→ **Text provided**
◇ ◇ ◇ ◇ ◇
A Purita Idea / Regina Coyula

When it seems to me that mediocrity will win the battle in our little country, there are things that make my day. Last week I passed by a privately-run cafe across from the Surgical Hospital on 26 Avenue and saw that they sell Purita brand dried rosemary, oregano, basil and celery. I asked for garlic, which I knew, the employee told me they always ran out early. I bought a package of celery and with this residual aroma delighting me, Saturday I went to where they process spices.

In San Mariano between Párraga and Poey, in Vibora, the unusual fireplace and the garish colors of the house serve as unambiguous reference. I had been once, but I couldn’t see the young entrepreneurs. This time I got lucky. Boris Albrecht Zaldivar, a 26-year-old mechanical engineer, is one of the parents of this creature and the licensee of the light foods processor-seller.

Boris tells me the conversation with Carlitos (Carlos Fdez-Aballí Altamirano), from which arose the idea of what today can be considered a successful business despite being still in the red. Without knowing about garlic, or dehydration, with no feasibility or market study, they decided, and then experimented.

A combination of financial need and talent led to feverish experiments and from these came the design of the machines that carried a friend with a workshop. They were ugly, but functional. These engineers also took into account the energy consumption and pollution. Along the way they learned that they intended to start up business is considered “scientifically” not profitable for poor performance, a difficulty that in practice they have overcome. They made their feasibility and market studies, and of course, there was nothing in that niche. Spices in Cuba are overwhelmingly imported.
◇ ◇ ◇ ◇ ◇
→ **Assigned task 1**
From the text about the Purita spice business, list the dried herbs the writer saw on sale at the cafe across from the Surgical Hospital.
→ **Assigned task 2**
Answer these questions from the text about the Purita spice business:
(a) What is Boris Albrecht Zaldivar's age and profession?
(b) Where is the place that processes the spices?
(c) What did the writer buy at the cafe?
→ **Assigned task 3**
Write a continuation of the piece about the Purita spice business, starting after its final sentence.
The source data has no role in any of this.

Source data
◇ ◇ ◇ ◇ ◇
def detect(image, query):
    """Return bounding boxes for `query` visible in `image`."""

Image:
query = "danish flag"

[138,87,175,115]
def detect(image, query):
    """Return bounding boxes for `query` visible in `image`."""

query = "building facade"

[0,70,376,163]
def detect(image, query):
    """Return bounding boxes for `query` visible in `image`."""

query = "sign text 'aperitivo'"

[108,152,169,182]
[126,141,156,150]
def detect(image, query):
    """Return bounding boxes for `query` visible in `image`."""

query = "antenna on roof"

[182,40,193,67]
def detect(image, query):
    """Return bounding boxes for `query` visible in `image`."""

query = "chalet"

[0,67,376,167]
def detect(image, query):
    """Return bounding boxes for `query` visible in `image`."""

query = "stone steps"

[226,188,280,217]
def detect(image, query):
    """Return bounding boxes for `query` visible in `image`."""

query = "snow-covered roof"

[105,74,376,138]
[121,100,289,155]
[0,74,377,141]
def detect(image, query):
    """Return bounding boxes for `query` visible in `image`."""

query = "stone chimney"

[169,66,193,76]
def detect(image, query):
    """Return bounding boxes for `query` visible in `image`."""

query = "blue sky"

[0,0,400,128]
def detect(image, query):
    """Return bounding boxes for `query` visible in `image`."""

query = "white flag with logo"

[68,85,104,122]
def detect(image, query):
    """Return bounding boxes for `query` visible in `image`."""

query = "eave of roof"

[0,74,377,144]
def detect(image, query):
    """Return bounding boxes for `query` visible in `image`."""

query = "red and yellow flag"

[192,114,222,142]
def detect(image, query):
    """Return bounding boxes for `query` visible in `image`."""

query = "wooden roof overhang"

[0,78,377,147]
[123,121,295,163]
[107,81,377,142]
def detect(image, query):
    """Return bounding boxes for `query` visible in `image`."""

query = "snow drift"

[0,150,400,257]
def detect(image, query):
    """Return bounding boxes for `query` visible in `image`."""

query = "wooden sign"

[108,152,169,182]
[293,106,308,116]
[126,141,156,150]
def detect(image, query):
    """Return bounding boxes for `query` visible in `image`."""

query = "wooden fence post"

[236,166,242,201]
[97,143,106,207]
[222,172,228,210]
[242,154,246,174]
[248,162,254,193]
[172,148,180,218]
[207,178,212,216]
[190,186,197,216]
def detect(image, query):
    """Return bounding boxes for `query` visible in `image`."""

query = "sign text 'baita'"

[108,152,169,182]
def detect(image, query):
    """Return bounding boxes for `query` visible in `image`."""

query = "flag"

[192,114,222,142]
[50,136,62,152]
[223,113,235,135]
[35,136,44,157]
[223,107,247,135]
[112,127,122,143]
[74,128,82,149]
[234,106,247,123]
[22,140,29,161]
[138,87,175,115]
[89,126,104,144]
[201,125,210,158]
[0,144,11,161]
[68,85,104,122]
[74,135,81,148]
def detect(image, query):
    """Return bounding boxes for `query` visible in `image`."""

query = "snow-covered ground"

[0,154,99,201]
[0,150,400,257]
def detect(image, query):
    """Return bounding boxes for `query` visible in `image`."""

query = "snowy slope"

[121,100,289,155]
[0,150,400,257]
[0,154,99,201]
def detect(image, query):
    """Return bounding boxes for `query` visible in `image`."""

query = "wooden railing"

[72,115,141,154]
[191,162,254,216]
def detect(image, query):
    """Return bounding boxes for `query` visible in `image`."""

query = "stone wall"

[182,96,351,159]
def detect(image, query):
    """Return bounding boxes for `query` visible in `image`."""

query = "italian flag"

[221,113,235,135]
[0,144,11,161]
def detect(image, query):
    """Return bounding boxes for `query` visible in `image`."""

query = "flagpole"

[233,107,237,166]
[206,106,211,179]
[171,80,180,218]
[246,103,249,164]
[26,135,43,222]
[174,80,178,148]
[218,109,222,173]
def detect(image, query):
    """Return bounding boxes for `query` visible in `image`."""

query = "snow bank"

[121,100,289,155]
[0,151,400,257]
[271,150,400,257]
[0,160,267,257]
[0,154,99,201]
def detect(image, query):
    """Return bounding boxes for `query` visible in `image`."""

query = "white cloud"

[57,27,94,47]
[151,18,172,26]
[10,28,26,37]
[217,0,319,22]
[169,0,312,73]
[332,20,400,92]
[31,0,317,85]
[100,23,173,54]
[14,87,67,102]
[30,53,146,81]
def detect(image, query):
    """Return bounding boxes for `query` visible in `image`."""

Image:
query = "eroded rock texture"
◇ ◇ ◇ ◇ ◇
→ **Exercise answer 1**
Rosemary, oregano, basil, celery

→ **Exercise answer 2**
(a) He is 26 years old and a mechanical engineer.
(b) On San Mariano between Párraga and Poey, in Vibora.
(c) A package of celery.

→ **Exercise answer 3**
Producing it is one thing, selling it is another. Because their products are quality, they were able to contract with hotels, sell retail is in places like this cafe I mentioned at the beginning, but the main places are the farmers markets, and, why not, the hard currency stores.

With Carlos and Boris’s experience of having a cooperative in Spain for the construction of housing modules from a core (wrecked by remoteness of the managers), Purita, with Alexander and Fidel as wholesale and retail sellers respectively, Erlin of operations, along with Boris and Carlos, now can become one of national cooperatives within the Ministry of the Food Industry. With this they can expect to receive bank loans, rent an industrial space and expand production. Boris thinks big, not in terms of numbers, but with the pragmatism of his scientific and technical intelligence.

As we said goodbye he surprised me: he knows my name (I hadn’t mentioned it), knows my blog, and said to me, a little sarcastically, “You’re an independent journalist.” I explained that writing a blog doesn’t pay anyone, and we would have started another long and rich conversation but for the threat of a huge downpour. This post is a good excuse to pick up where we left off.